[PROVIDED DATA start]

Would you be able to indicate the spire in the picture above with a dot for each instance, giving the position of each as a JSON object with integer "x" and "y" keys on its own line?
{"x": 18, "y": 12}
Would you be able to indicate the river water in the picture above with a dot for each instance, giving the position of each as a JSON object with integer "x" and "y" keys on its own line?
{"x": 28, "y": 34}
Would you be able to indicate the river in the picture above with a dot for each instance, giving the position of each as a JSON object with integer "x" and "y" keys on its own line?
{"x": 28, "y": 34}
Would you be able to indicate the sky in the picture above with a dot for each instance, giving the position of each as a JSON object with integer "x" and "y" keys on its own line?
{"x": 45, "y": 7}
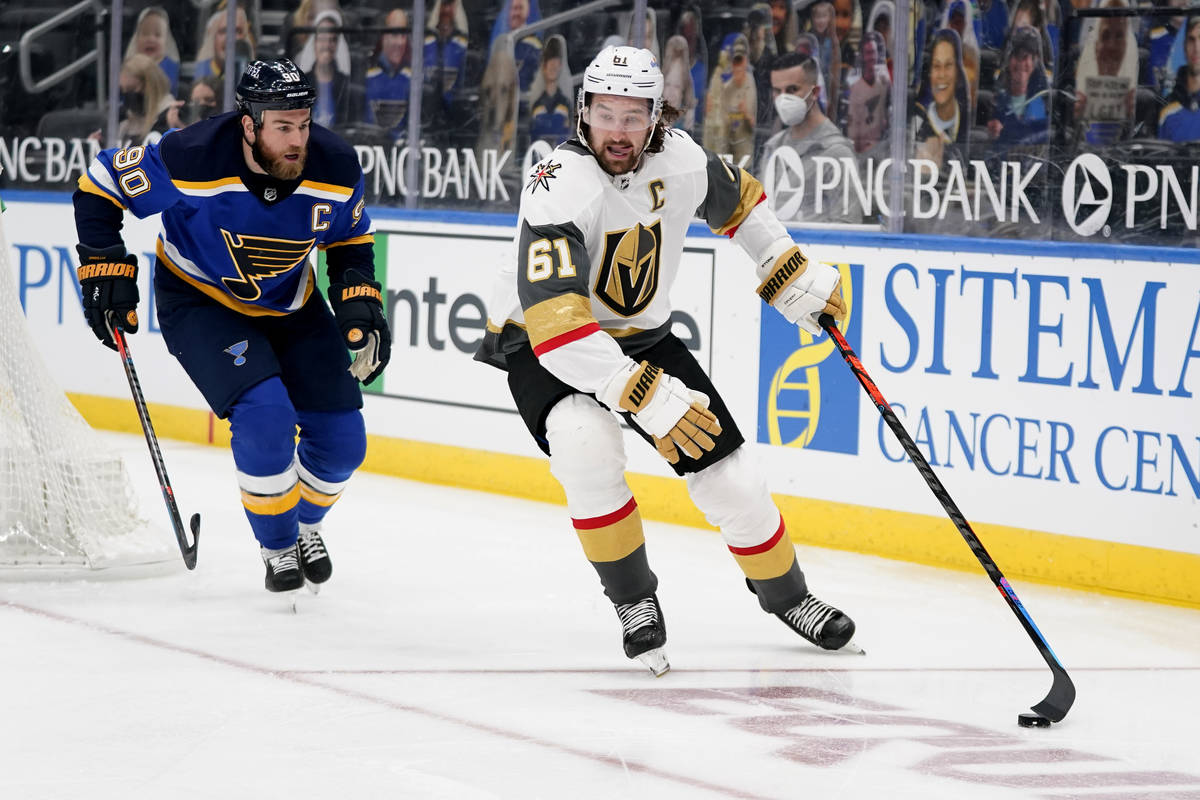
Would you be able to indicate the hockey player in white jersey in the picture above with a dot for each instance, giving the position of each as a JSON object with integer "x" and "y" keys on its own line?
{"x": 581, "y": 322}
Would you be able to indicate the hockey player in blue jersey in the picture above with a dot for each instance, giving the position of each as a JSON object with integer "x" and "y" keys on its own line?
{"x": 244, "y": 197}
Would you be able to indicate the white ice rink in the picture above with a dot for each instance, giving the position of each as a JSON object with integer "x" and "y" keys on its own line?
{"x": 463, "y": 650}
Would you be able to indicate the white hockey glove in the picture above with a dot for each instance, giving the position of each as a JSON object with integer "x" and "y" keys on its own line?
{"x": 801, "y": 290}
{"x": 676, "y": 416}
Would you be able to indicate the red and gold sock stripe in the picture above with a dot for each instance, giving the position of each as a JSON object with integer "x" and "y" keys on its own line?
{"x": 771, "y": 559}
{"x": 611, "y": 536}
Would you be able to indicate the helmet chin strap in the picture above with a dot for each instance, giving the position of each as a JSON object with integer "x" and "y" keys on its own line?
{"x": 637, "y": 164}
{"x": 256, "y": 154}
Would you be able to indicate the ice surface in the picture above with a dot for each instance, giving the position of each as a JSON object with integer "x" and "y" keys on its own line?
{"x": 463, "y": 650}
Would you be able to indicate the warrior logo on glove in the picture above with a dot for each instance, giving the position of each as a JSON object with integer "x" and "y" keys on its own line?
{"x": 358, "y": 307}
{"x": 108, "y": 280}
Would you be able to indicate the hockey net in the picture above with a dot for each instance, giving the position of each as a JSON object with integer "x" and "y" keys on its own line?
{"x": 66, "y": 501}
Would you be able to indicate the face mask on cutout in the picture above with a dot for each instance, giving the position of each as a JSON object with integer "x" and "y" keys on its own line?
{"x": 792, "y": 109}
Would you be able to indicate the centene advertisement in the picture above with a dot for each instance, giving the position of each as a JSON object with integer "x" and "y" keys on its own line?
{"x": 441, "y": 280}
{"x": 1049, "y": 394}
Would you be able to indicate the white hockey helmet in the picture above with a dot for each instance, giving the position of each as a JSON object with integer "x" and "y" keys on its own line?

[PROVIDED DATA end]

Take the lines above from the one holding "Would you be able to indicate the ice" to the last and output them exactly.

Would you be able to indicate the ice surface in the picture above with a dot for each instance, giving the position of each as a JSON object with integer "x" and "y" keys on its own line?
{"x": 463, "y": 650}
Would you be able to indicate the warrior logo on glove in the picture above with a dot for each instance, giving the position of each as a JSON object with integer "x" and "y" keys on its own line?
{"x": 358, "y": 307}
{"x": 108, "y": 280}
Would you be able to indicate the hockey net in the picture above with a dot for each instance, giving the position of each as a JSON object with integer "x" and "y" keys on its own line?
{"x": 66, "y": 501}
Would you be able to indicate the face mask on cutout in the picture above with a dot for each instance, giving the position of each as a JSON object with integer "x" and "y" keys on its own line?
{"x": 792, "y": 109}
Would you be able to indicate the centene advertisement in the picture above with a dot for each instance, giving the position of each as a JSON object with integer "x" and "y" keys on its own line?
{"x": 441, "y": 280}
{"x": 1049, "y": 394}
Would you be able to indicate the white hockey helmet in the picture above with a dot for each instance, giving the position of each as a JSON object with integer "x" and "y" keys on its own line?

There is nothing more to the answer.